Problem description -
Count the lines in the material below that contain the string "task", treating uppercase and lowercase letters as different, and give only that number.

● ● ● ● ● ● ●

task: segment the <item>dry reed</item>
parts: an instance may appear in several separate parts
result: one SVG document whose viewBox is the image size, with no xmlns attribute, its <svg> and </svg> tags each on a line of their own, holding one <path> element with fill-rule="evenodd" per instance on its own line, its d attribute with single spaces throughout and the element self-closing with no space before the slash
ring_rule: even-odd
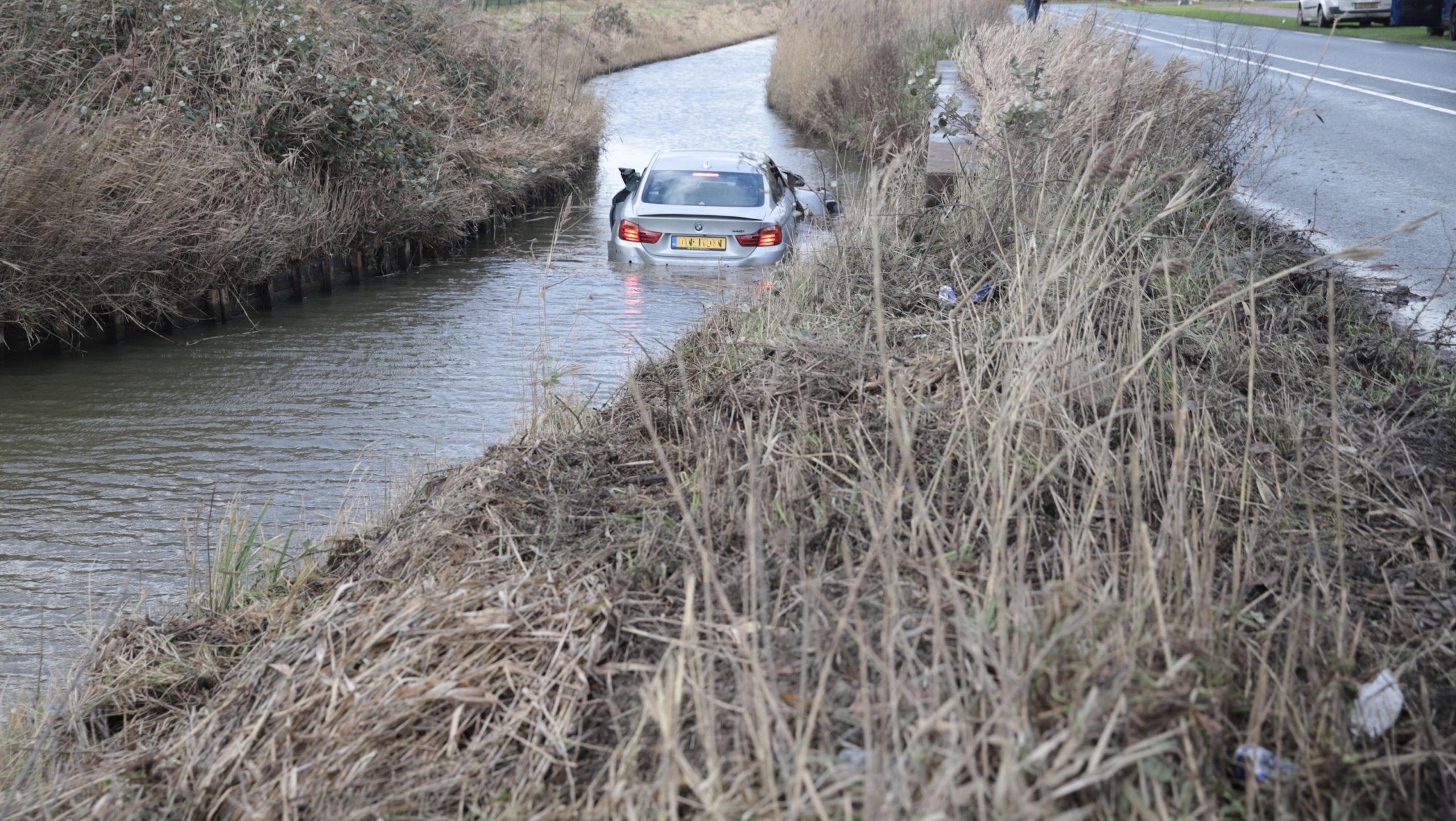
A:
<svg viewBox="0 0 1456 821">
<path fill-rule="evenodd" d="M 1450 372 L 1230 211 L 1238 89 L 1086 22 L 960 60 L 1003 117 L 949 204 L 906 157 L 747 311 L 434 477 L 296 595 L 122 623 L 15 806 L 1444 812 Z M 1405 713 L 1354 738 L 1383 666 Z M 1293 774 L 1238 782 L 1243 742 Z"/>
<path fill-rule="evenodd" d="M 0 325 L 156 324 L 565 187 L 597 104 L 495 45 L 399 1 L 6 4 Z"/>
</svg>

● ● ● ● ● ● ●

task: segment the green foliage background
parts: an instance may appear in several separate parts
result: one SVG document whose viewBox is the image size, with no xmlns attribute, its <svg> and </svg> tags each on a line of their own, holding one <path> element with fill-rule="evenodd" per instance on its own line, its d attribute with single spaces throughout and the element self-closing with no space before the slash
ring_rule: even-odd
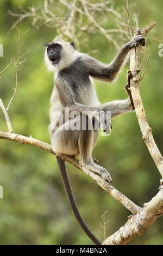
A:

● ● ● ● ● ● ●

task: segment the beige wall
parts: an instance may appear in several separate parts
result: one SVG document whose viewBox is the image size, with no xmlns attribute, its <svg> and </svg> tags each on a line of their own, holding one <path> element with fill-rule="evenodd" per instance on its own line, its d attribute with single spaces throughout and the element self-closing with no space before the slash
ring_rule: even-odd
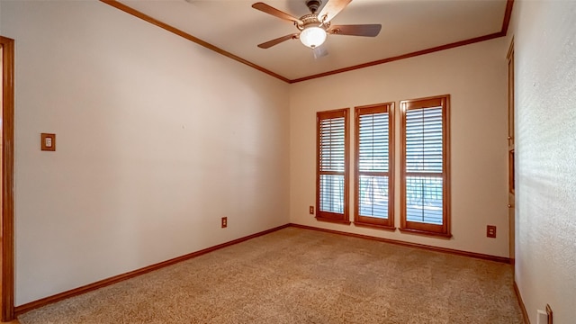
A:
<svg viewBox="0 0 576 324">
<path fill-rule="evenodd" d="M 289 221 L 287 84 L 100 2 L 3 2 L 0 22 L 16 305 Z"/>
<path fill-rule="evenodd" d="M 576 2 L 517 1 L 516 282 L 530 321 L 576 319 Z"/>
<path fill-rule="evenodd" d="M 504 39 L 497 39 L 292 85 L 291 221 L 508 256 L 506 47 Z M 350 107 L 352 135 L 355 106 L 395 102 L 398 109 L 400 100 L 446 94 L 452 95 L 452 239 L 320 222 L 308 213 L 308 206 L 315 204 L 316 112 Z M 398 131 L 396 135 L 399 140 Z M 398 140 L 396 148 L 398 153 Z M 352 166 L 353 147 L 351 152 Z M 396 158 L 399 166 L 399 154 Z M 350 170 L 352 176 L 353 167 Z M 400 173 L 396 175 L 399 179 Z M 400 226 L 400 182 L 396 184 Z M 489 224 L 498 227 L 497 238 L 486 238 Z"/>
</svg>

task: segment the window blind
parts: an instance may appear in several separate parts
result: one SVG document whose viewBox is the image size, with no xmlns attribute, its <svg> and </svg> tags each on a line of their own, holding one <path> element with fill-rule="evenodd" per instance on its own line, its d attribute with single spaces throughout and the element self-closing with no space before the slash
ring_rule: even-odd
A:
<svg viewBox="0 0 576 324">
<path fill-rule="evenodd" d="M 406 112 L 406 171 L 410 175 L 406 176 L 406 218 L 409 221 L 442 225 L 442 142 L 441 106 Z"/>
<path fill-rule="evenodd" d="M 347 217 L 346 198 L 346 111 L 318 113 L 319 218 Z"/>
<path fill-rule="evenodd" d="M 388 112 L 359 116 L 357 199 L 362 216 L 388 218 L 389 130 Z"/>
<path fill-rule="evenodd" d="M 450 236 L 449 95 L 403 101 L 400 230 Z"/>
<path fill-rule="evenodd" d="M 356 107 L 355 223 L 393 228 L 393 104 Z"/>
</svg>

● ● ● ● ● ● ●

Reply to the exercise -
4